(Entries shown):
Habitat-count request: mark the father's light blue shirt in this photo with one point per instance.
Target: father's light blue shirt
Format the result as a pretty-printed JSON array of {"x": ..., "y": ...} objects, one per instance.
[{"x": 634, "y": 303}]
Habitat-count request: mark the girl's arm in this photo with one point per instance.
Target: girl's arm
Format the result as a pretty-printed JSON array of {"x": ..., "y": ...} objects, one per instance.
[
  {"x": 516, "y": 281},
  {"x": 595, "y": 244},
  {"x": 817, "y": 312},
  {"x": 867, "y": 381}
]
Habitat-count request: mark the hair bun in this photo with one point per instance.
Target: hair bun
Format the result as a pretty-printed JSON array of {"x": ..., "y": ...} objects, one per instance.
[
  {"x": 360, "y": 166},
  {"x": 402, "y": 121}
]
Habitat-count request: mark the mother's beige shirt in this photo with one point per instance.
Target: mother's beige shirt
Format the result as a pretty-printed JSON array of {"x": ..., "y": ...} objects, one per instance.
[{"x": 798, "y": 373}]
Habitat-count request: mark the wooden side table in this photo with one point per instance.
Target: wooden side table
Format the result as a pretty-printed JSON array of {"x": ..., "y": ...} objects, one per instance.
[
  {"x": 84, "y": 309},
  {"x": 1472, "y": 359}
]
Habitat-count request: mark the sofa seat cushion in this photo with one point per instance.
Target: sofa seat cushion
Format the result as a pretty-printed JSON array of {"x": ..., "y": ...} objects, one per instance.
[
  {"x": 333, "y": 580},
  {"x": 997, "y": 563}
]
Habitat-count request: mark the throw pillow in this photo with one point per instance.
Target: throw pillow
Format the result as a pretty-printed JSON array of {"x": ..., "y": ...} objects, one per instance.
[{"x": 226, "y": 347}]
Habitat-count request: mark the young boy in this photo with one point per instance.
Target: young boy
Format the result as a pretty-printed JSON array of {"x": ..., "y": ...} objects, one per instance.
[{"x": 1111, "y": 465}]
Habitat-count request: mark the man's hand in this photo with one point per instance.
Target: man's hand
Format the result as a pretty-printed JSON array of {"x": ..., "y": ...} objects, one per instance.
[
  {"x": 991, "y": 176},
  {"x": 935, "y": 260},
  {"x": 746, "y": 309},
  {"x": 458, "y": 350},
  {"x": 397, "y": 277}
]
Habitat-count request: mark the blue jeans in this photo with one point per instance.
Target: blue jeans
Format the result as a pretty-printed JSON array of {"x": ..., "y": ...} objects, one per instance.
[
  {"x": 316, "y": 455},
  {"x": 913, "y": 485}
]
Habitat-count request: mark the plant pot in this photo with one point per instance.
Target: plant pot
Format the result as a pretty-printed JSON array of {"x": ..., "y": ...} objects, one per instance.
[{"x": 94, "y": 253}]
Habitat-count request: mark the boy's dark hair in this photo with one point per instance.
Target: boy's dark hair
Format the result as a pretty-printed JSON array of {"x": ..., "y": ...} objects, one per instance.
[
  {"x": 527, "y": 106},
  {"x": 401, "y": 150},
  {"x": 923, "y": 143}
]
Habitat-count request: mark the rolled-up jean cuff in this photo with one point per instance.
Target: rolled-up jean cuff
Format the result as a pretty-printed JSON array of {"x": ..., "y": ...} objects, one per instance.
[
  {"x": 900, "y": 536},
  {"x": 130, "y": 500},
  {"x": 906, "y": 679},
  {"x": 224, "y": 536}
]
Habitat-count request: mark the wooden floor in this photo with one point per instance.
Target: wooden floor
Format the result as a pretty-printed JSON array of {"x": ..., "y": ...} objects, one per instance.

(Requirements): Quote the whole listing above, leaving nothing out.

(Task solution):
Habitat-count request: mark the father's light blue shirt in this photo with one point per instance.
Target: father's light blue shirt
Format the result as a pretty-printed JSON array of {"x": ..., "y": ...} objects, one per instance.
[{"x": 634, "y": 303}]
Habitat-count request: mark the girl's arm in this photo with one point per instance.
Target: girl's arm
Format the result as a pretty-printed JSON array of {"x": ..., "y": ...} objects, one per instance.
[
  {"x": 516, "y": 281},
  {"x": 595, "y": 244},
  {"x": 817, "y": 312},
  {"x": 867, "y": 381}
]
Habitat-count request: mark the hair bun in this photo with one point per instance.
Target: hair bun
Format the result as a pretty-printed JSON array of {"x": ..., "y": ...} objects, one per instance.
[
  {"x": 360, "y": 166},
  {"x": 402, "y": 121}
]
Habitat-count request: mark the mother's beige shirt in this photo with one point per instance.
Target: mother's beige shirt
Format the result as a pretty-printed JSON array of {"x": ..., "y": ...} objects, one per instance.
[{"x": 798, "y": 373}]
Habitat-count request: mark the wooden side table in this photo with one point per instance.
Target: wooden side table
Format the result as a pretty-printed JSON array of {"x": ..., "y": ...} objects, one per instance.
[
  {"x": 84, "y": 309},
  {"x": 1472, "y": 359}
]
Habitat-count request: mark the sofa seat cushion in this photo with one point per instance.
Target: sofa seat cushion
Format the result as a pretty-printed JSON array of {"x": ..., "y": ...} objects, one per instance.
[
  {"x": 333, "y": 580},
  {"x": 997, "y": 563}
]
Habitat-count request: mark the throw pillow in this photo with one point per instance.
Target: throw pillow
Format the result as a pretty-printed JSON array of {"x": ..., "y": ...} objects, one per instance.
[{"x": 226, "y": 347}]
Habitat-count request: mark the young boy in this photo with one point per instance.
Target: young boy
Format the result as a pretty-printed JSON array of {"x": ..., "y": ...} objects, one per instance.
[{"x": 1111, "y": 465}]
Habitat-count request: mark the man's hand in this photo with one point per instance.
Target: man's hand
Format the result as a pretty-printed JSON array of {"x": ..., "y": ...} objects, one per instance.
[
  {"x": 991, "y": 176},
  {"x": 935, "y": 260},
  {"x": 746, "y": 309},
  {"x": 458, "y": 350},
  {"x": 397, "y": 277}
]
Habitat-count request: mark the blue jeans in this photo with one point per instance.
Target: blue jeans
Format the result as a pretty-printed JSON array of {"x": ..., "y": ...} objects, one per instance.
[
  {"x": 316, "y": 455},
  {"x": 913, "y": 485}
]
Habitat-count request: mark the plant pot in this photo with one point per instance.
Target: plant pot
Format the result as a pretty-printed JSON array of {"x": ..., "y": ...} objects, one per instance.
[{"x": 94, "y": 253}]
Habitat-count request: mark the boy's dark hair in this photo with one point per instance.
Target: boy's dark hair
Format the result as a pretty-printed JSON array of {"x": ..., "y": ...} objects, one per instance.
[
  {"x": 527, "y": 106},
  {"x": 401, "y": 150},
  {"x": 923, "y": 143}
]
Habitat-count request: mark the rolled-up jean cuff in this photo with one point per instance.
Target: rolled-up jean cuff
Format the result as a pretty-printed JSON array of {"x": ..., "y": ...} objects, one per instance.
[
  {"x": 900, "y": 536},
  {"x": 130, "y": 500},
  {"x": 906, "y": 679},
  {"x": 224, "y": 536}
]
Habitat-count request: mark the wooden floor in this photo with one point per instance.
Target: wooden floor
Format the result as a pretty-printed JSON array of {"x": ..., "y": ...} objects, one per instance.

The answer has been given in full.